PAGE EXTRACT START

In June 1812, Imperieuse was part of a squadron commanded by Captain Patrick Campbell of the 74-gun ship of the line HMS Leviathan patrolling the western coast of Italy. On 27 June, the squadron launched boats to attack a convoy of 18 French vessels anchored off Alassio and Laigueglia. Although the British destroyed two batteries on the shore, they encountered heavy resistance from the French defenders. Attempts to bring off the French vessels were abandoned and they were instead destroyed by the British guns. While carrying out the expedition Imperieuse sustained four killed and eleven wounded.

Later that year Imperieuse returned to Port Mahon for an extensive refit and while she was undergoing repairs Duncan was offered the command of the frigates HMS Resistance and HMS Undaunted. However, he decided to remain with Imperieuse after receiving a letter from the crew expressing their admiration for the captain and their desire for him to remain with the ship. In April 1813 Imperieuse departed Mahon leading a squadron of three frigates and two brigs to resume the blockade of Naples.

In September the squadron arrived off the Port of Anzio where it discovered a French convoy of 29 merchant vessels protected by two batteries on a mole, a tower to the north and another battery covering the mole to the south. The squadron was reinforced by the 74-gun HMS Edinburgh under Captain George Dundas on 5 October and an attack on the port was launched that same day. Imperieuse and Resistance took up position opposite the mole, HMS Swallow anchored near the tower while HMS Eclair, HMS Pylades and Edinburgh took station alongside the covering battery. After opening fire, a landing party led by Lieutenant Travers captured the southern battery while another of Imperieuses officers, Lieutenant Mapleton, led a party that took possession of the mole. The batteries were subsequently blown up by the British and the entire convoy was captured without any losses sustained by the attackers.

PAGE EXTRACT END
LISTED ENTRIES START

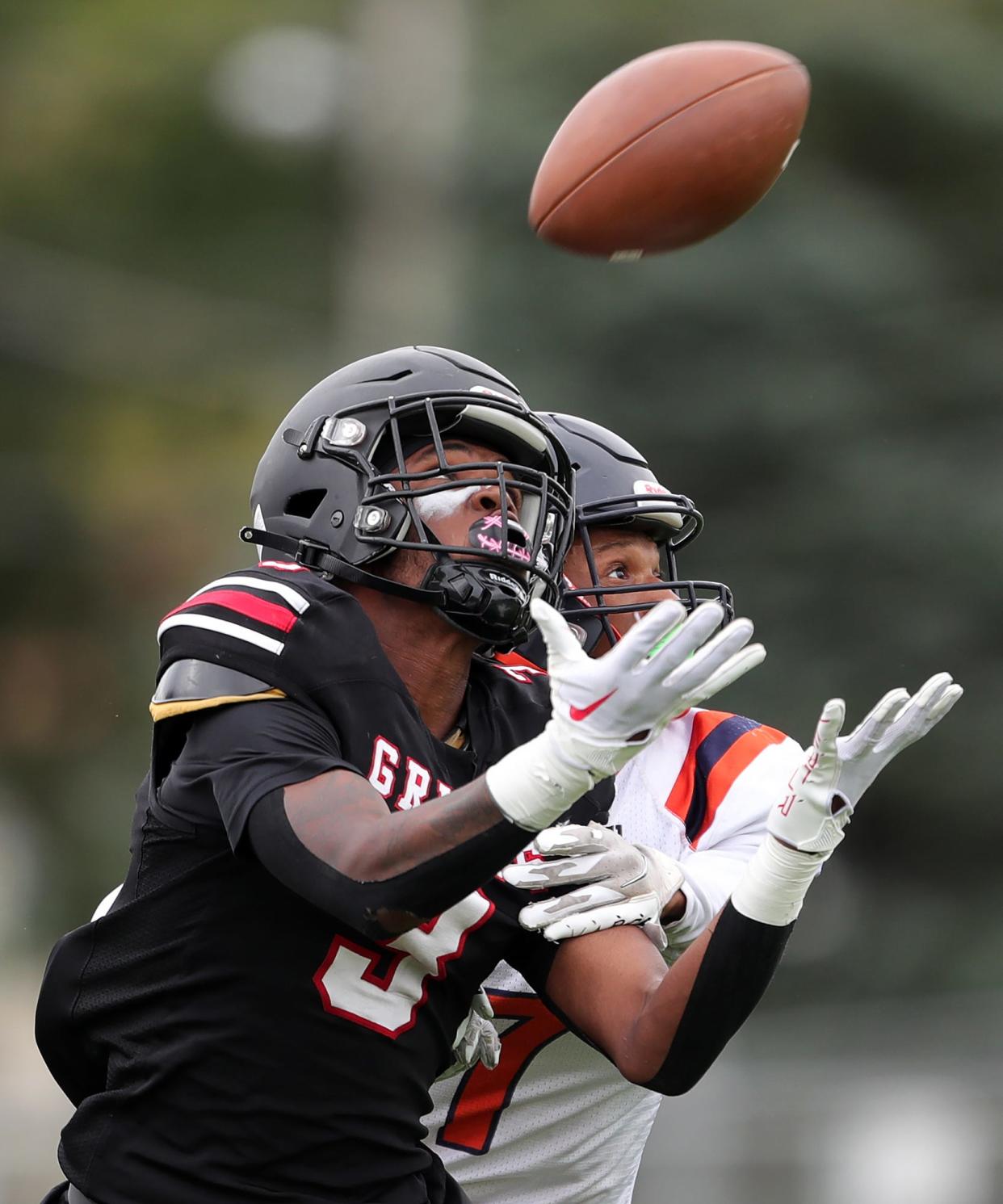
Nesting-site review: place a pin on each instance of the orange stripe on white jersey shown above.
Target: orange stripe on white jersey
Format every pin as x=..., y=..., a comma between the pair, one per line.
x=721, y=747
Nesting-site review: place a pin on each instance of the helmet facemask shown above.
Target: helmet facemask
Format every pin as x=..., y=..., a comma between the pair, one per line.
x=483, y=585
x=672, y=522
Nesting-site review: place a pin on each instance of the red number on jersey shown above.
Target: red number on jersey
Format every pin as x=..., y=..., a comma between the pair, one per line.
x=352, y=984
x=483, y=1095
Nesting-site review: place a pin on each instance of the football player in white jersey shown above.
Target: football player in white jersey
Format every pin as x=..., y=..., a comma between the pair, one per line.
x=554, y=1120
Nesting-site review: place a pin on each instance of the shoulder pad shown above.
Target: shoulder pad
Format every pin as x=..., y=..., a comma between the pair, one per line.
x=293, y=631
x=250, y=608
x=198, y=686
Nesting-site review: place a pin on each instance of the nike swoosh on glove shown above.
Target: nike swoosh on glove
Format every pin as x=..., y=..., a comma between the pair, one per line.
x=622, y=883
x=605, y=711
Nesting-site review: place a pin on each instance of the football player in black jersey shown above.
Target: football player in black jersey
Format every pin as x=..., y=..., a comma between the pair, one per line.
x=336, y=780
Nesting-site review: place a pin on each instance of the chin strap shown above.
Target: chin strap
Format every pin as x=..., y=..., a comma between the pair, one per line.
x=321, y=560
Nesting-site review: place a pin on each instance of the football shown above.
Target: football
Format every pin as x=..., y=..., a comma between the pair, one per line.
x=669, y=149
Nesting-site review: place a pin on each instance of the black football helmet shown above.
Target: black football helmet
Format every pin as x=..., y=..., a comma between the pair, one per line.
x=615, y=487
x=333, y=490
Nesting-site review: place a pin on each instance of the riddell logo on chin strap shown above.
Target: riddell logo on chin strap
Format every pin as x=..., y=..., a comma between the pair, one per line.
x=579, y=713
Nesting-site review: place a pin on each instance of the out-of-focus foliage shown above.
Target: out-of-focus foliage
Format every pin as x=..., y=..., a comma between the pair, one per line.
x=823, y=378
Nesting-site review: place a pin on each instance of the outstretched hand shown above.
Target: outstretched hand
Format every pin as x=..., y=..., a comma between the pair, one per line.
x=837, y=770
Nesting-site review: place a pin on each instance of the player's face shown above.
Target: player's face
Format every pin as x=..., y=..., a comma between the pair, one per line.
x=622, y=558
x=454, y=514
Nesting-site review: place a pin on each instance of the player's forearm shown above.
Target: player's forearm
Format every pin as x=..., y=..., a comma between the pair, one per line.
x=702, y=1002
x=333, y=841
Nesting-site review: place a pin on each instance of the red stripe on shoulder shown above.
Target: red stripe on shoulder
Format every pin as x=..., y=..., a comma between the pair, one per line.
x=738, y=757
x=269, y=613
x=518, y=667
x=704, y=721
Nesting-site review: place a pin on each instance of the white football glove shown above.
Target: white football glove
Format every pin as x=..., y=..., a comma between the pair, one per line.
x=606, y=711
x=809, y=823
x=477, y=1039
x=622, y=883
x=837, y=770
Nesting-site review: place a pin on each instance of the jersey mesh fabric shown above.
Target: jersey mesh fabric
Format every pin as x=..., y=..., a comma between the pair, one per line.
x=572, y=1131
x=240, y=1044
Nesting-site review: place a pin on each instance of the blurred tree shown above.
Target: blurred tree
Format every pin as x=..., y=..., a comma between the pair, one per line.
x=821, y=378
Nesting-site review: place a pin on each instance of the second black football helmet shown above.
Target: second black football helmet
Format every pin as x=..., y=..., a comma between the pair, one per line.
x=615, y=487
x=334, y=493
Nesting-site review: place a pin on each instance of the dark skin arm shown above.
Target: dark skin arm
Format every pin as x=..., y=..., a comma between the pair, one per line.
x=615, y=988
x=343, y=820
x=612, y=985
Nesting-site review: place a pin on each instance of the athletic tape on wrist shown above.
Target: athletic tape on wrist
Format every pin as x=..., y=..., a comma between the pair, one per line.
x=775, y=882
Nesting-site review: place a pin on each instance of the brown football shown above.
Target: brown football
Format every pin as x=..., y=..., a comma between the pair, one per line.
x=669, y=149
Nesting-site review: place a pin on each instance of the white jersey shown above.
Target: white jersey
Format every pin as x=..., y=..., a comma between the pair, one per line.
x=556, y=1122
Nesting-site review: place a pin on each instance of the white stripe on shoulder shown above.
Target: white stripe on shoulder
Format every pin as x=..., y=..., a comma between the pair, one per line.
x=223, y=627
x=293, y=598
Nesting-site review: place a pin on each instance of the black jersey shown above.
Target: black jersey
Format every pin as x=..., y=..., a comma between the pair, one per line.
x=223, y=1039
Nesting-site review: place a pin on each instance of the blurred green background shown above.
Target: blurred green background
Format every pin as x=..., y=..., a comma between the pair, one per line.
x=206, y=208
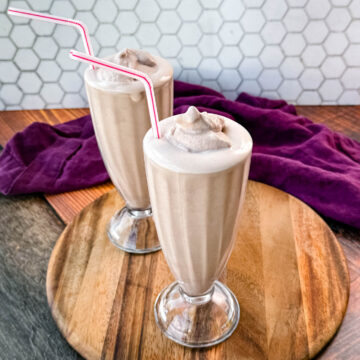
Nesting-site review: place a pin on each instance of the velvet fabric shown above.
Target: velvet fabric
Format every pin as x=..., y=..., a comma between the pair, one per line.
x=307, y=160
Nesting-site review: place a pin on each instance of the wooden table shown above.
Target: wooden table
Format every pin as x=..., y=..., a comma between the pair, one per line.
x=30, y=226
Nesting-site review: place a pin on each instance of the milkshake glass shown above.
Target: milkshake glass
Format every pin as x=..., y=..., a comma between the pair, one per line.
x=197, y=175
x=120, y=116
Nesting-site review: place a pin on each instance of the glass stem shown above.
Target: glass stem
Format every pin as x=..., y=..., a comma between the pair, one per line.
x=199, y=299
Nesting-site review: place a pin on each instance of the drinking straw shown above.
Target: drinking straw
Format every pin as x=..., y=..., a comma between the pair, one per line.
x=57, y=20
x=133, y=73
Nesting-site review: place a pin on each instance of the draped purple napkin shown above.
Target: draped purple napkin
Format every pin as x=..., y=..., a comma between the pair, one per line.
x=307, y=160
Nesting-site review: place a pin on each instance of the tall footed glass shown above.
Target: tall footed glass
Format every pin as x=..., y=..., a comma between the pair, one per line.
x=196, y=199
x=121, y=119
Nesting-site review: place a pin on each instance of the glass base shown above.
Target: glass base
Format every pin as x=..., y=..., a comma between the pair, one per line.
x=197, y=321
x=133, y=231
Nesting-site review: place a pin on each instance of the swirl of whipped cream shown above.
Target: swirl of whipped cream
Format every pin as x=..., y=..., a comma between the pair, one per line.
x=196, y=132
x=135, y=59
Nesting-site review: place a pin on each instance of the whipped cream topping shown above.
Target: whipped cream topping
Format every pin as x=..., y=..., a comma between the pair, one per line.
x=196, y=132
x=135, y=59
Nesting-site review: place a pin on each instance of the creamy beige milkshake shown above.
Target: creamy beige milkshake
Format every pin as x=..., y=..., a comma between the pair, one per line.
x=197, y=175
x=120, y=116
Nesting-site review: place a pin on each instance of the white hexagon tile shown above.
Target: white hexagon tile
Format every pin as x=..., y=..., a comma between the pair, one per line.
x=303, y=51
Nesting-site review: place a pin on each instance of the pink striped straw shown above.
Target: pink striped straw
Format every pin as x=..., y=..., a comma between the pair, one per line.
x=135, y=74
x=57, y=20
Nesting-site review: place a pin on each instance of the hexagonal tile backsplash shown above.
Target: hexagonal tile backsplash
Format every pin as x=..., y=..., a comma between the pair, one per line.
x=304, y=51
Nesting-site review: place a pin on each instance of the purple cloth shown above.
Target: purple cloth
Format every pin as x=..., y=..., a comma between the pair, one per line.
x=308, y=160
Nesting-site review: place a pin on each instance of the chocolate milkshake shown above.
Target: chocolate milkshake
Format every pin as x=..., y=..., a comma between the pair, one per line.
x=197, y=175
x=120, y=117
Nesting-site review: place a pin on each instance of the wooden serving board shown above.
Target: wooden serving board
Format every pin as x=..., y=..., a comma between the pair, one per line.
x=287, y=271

LISTED ENTRIES END

ACTIONS TO TAKE:
1. Reproduce the stretch of the Imperieuse text from "Later that year" through "blockade of Naples.".
2. In the Imperieuse text, how many merchant vessels were in the French convoy found off the Port of Anzio?

COMPLETED EXERCISE:
1.
Later that year Imperieuse returned to Port Mahon for an extensive refit and while she was undergoing repairs Duncan was offered the command of the frigates HMS Resistance and HMS Undaunted. However, he decided to remain with Imperieuse after receiving a letter from the crew expressing their admiration for the captain and their desire for him to remain with the ship. In April 1813 Imperieuse departed Mahon leading a squadron of three frigates and two brigs to resume the blockade of Naples.

2. 29 merchant vessels.